> **Listing**
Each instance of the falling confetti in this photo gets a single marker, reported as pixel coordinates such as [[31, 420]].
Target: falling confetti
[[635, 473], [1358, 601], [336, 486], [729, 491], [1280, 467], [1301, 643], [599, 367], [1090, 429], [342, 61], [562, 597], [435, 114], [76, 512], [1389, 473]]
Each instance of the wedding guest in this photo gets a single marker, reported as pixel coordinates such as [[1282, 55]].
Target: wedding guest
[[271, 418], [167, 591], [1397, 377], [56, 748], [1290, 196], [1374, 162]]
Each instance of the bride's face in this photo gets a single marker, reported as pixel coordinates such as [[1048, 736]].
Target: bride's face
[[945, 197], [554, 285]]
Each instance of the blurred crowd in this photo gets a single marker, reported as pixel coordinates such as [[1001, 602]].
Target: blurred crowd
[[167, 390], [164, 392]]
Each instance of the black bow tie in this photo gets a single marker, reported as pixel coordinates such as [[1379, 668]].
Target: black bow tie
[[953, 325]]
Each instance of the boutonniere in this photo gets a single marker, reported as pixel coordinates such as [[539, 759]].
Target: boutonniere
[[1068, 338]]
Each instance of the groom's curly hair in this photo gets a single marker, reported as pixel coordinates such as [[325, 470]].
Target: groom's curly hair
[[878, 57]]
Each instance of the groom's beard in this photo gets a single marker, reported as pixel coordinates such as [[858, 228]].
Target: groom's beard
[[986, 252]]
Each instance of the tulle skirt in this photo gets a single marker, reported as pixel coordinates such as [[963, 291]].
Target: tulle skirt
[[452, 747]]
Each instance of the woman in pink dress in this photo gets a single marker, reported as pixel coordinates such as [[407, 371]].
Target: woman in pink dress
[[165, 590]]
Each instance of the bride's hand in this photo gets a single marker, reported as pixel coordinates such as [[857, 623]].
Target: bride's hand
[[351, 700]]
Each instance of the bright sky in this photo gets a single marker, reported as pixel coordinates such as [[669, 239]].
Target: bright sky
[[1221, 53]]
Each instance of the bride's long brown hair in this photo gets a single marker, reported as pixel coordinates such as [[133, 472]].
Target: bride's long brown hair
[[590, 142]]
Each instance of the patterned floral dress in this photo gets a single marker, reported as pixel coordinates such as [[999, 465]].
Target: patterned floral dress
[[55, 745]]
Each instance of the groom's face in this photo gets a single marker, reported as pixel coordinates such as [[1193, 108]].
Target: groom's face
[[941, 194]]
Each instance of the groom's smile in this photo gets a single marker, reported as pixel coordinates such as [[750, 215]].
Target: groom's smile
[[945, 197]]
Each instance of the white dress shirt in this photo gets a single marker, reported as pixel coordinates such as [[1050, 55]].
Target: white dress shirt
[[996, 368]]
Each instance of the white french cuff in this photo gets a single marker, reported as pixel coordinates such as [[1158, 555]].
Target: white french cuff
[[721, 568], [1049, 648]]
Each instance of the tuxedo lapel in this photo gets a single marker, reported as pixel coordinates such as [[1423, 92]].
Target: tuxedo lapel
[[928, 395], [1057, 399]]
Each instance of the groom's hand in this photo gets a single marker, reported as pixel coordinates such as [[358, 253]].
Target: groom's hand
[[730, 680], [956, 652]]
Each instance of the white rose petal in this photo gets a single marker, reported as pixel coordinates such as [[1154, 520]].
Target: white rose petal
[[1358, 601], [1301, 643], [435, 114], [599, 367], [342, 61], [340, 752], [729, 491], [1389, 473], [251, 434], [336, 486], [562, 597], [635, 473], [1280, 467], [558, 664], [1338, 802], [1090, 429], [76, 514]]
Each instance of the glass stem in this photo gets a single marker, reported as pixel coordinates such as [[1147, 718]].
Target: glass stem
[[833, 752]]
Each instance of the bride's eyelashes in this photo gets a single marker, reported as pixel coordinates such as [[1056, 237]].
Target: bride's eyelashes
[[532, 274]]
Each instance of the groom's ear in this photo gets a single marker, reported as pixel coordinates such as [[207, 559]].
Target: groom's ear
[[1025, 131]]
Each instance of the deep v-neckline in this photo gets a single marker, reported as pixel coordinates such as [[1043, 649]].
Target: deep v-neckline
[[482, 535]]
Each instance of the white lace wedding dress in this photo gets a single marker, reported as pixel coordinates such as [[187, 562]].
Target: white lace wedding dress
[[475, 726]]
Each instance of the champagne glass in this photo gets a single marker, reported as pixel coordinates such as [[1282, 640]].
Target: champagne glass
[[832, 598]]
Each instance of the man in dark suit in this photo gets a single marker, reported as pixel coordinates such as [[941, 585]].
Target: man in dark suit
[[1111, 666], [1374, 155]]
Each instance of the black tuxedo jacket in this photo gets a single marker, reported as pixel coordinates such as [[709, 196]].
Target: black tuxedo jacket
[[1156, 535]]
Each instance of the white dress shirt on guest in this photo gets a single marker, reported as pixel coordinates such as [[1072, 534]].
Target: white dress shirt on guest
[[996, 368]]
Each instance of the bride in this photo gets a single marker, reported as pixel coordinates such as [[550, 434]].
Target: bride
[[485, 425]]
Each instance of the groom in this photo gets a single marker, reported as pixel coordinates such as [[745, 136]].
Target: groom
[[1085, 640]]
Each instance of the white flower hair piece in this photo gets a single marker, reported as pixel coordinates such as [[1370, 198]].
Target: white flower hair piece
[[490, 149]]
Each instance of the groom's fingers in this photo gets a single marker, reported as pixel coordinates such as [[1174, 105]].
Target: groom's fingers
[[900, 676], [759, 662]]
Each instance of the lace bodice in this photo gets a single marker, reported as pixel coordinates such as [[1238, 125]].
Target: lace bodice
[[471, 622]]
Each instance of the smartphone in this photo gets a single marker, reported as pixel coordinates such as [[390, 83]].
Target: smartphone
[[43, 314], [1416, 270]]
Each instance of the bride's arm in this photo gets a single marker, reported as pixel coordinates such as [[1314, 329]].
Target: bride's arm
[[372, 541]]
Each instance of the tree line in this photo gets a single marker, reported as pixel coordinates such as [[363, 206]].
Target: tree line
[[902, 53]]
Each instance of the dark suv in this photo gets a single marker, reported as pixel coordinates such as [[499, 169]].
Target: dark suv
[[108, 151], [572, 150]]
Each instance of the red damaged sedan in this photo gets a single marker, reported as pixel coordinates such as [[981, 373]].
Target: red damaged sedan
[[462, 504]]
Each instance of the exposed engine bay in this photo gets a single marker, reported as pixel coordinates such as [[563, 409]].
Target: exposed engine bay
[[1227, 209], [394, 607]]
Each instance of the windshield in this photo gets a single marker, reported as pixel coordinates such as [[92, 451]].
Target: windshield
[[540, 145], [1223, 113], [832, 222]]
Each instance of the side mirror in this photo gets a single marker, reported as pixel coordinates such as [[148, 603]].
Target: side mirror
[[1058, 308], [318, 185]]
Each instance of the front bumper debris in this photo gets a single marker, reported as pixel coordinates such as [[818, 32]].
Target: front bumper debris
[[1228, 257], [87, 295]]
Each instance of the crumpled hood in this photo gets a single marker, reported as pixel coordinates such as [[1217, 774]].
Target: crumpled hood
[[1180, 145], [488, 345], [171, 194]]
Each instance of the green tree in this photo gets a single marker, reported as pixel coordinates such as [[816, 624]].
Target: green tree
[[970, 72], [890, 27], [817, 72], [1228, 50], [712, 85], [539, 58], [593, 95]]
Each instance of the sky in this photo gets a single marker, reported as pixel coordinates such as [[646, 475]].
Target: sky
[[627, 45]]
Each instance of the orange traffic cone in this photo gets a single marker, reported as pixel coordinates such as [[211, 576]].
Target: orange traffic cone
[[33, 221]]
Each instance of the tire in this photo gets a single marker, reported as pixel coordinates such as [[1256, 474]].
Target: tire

> **Problem statement**
Extract all of the data shown above and repeat it verbatim.

> **Correct response**
Each instance of the falling confetti in this photo gets a single marker, reported as pixel coordinates such as [[31, 420]].
Target: falling confetti
[[635, 473], [1358, 601], [336, 486], [729, 491], [1280, 467], [1301, 643], [599, 367], [1090, 429], [342, 61], [562, 597], [435, 114], [76, 512], [1389, 473]]
Each instance of the wedding guest in this photo gets a single marker, reported as pixel coordinates such as [[1282, 55]].
Target: wedding guest
[[271, 418], [167, 591], [1397, 377], [56, 748], [1290, 196], [1374, 162]]
Each instance of the bride's face in this photo gets a single marker, reported as pixel coordinates such as [[1048, 736]].
Target: bride's face
[[945, 197], [554, 285]]
Each instance of the blurred crowd in this photo gets a single marker, reported as pixel coordinates such as [[1001, 602]].
Target: blurred crowd
[[167, 390], [164, 392]]
Each instance of the black bow tie in this photo gets a single marker, reported as pixel coordinates such as [[1379, 668]].
Target: black bow tie
[[953, 325]]
Each instance of the boutonniere in this photo gets a single marker, reported as pixel coordinates such as [[539, 759]].
Target: boutonniere
[[1068, 338]]
Each instance of the groom's curly hair in this photo gets a single marker, reported as pixel coordinates such as [[325, 470]].
Target: groom's curly hair
[[878, 57]]
Each instance of the groom's beard in this photo gets a single marker, reported as pixel coordinates such as [[858, 228]].
Target: groom's beard
[[986, 252]]
Each instance of the tulle skirt in this photo gets a single marker, reported as pixel coordinates such as [[963, 291]].
Target: tulle skirt
[[452, 747]]
Each instance of the woman in pink dress in this photo gets a single marker, reported as pixel coordinates such as [[407, 371]].
Target: woman in pink dress
[[165, 590]]
Each instance of the bride's hand in this photo gets a single marker, reported as pixel coordinates such as [[857, 623]].
Target: bride's hand
[[351, 700]]
Each instance of the bright sky in this photo gets a single marker, reported as pixel coordinates such as [[669, 239]].
Target: bright sky
[[1221, 53]]
Each instance of the bride's long brown hair in this photo gets a single marker, reported as pixel coordinates such as [[133, 472]].
Target: bride's long brown hair
[[590, 142]]
Each instance of the patterned floral dress in this photo gets a single marker, reported as pixel coordinates such as [[999, 465]].
Target: patterned floral dress
[[55, 745]]
Each instance of the groom's face in this photo gets a single marker, reported as pixel coordinates such as [[1193, 108]].
Target: groom's face
[[941, 194]]
Each instance of the groom's smile in this photo gets a single marker, reported as pixel coordinates such as [[750, 215]].
Target: groom's smile
[[945, 197]]
Each instance of the white dress shirt in this photo gets a single marker, reported as pixel coordinates such as [[1050, 55]].
Target: white dress shirt
[[996, 368]]
Each instance of the white french cuff in this photo gets a single marker, reported as pixel coordinates such as [[1158, 555]].
Target: white french cuff
[[721, 568], [1049, 648]]
Each instance of the tuxedo lapel in this photo gets a single marker, reported as pixel coordinates such as [[1423, 92]].
Target: tuxedo lapel
[[928, 395], [1057, 399]]
Each instance of the groom's hand in this photo gets a single marker, reported as pixel coordinates such as [[358, 253]].
Target: groom's hand
[[730, 680], [956, 652]]
Each instance of the white rose petal in this photo gets a single marker, reported as pixel coordinates such as [[1154, 520]].
Target: white rose petal
[[1358, 601], [1301, 643], [435, 114], [599, 367], [342, 61], [340, 752], [729, 491], [1389, 473], [251, 434], [336, 486], [562, 597], [635, 473], [1280, 467], [558, 664], [1338, 802], [1090, 429], [76, 514]]
Each instance of the glass stem in this photo gets a single marker, reported as pixel coordinates such as [[1147, 718]].
Target: glass stem
[[833, 752]]
Each instance of the bride's eyelashes in this photo gets a single marker, reported as pixel coordinates such as [[1056, 237]].
Target: bride's eyelashes
[[532, 274]]
Each instance of the groom's ear in this photo gets a single marker, reported as pixel coordinates such as [[207, 559]].
Target: groom's ear
[[1025, 131]]
Each instance of the deep v-neckline in this photo gets a single marker, reported as pixel coordinates such as [[1043, 649]].
Target: deep v-neckline
[[482, 535]]
Each instance of the white lace wedding dress in this photo gets a single marker, reported as pixel coordinates such as [[187, 562]].
Target: white lace wedding dress
[[475, 726]]
Each instance of the champagne glass in this photo gets a single marker, reported as pixel coordinates such as [[1282, 640]].
Target: champagne glass
[[832, 598]]
Each instance of the man in dark suit in this photo gets a single marker, reported as pixel coordinates such as [[941, 585]].
Target: man in dark suit
[[1111, 666], [1374, 155]]
Each instance of the black tuxedo jacket in this photo gets a single marker, reported as pixel coordinates such as [[709, 196]].
Target: black tuxedo jacket
[[1156, 535]]
Each instance of the white dress shirt on guest in this photo gets a single marker, reported as pixel coordinates such as [[1072, 534]].
Target: white dress shirt on guest
[[996, 368]]
Each instance of the bride in this photo gets a single marker, reported as pixel coordinates such as [[550, 434]].
Target: bride
[[485, 425]]
Each instance of the groom in this photo gets a single marker, reported as pixel coordinates such as [[745, 136]].
Target: groom
[[1085, 640]]
Each instance of the white flower hair piece in this photo gets a single marker, reported as pixel coordinates such as [[1370, 198]].
Target: white flower hair piece
[[490, 149]]
Each instance of the groom's fingers in this photo gets a single marker, reported as pixel coordinates such as [[1174, 105]].
Target: groom's fingers
[[900, 676], [759, 662]]
Each instance of the lace bodice in this photo gets a single marker, reported as pixel coordinates such as [[1238, 125]].
Target: lace bodice
[[471, 622]]
Each instance of the smartphone in this photo gets a single marker, reported as pixel coordinates such as [[390, 83]].
Target: smartphone
[[43, 314], [1416, 270]]
Each instance of the bride's arm in this photo gets a single marker, reported as pixel coordinates such as [[1314, 329]].
Target: bride's arm
[[372, 541]]
Each instance of the tree line in this photo gets a single marker, reported as pixel coordinates such as [[363, 206]].
Target: tree line
[[902, 53]]
Each instance of the dark suv in this photo gets a single marker, reported as pixel coordinates such as [[499, 169]].
Target: dark suv
[[108, 151], [572, 150]]
Each instance of the red damaged sedan in this photo gets a single marker, reported as pixel coordinates such as [[981, 373]].
Target: red damaged sedan
[[462, 504]]
Each instance of the exposed engine bay in this photo gets a single marker, reported as pixel coordinates such as [[563, 409]].
Target: exposed engine bay
[[1227, 209], [394, 607]]
Each instance of the windshield in this photo gets a single marker, reported as pixel coordinates such as [[92, 451]].
Target: windshield
[[540, 145], [1223, 113], [832, 222]]
Each instance of the side mirror in this photo gets a single marker, reported as pixel coordinates such as [[148, 603]].
Target: side mirror
[[1058, 308], [318, 185]]
Each instance of the front bumper debris in this photo gets a single marker, reported as pixel coordinates such as [[818, 32]].
Target: front bumper debris
[[1228, 257], [87, 295]]
Each instance of the crumpled hood in this photo gets a single marker, reported as pixel coordinates such as [[1217, 774]].
Target: crumpled hood
[[1180, 145], [488, 345], [171, 194]]
Each instance of the green tree in this photo gets a single marker, reported as pixel coordinates such as [[816, 624]].
Target: green tree
[[970, 72], [890, 27], [817, 72], [1228, 50], [712, 85], [539, 58], [593, 95]]
Each instance of the sky in this photo gets a single marker, reported as pixel coordinates such as [[646, 475]].
Target: sky
[[627, 45]]
Each instance of the orange traffic cone in this photo gets a single marker, reported as pixel coordinates such as [[211, 576]].
Target: orange traffic cone
[[33, 221]]
Each instance of the tire in this photo gets a single marker, reported as pixel coordinates such as [[1256, 474]].
Target: tire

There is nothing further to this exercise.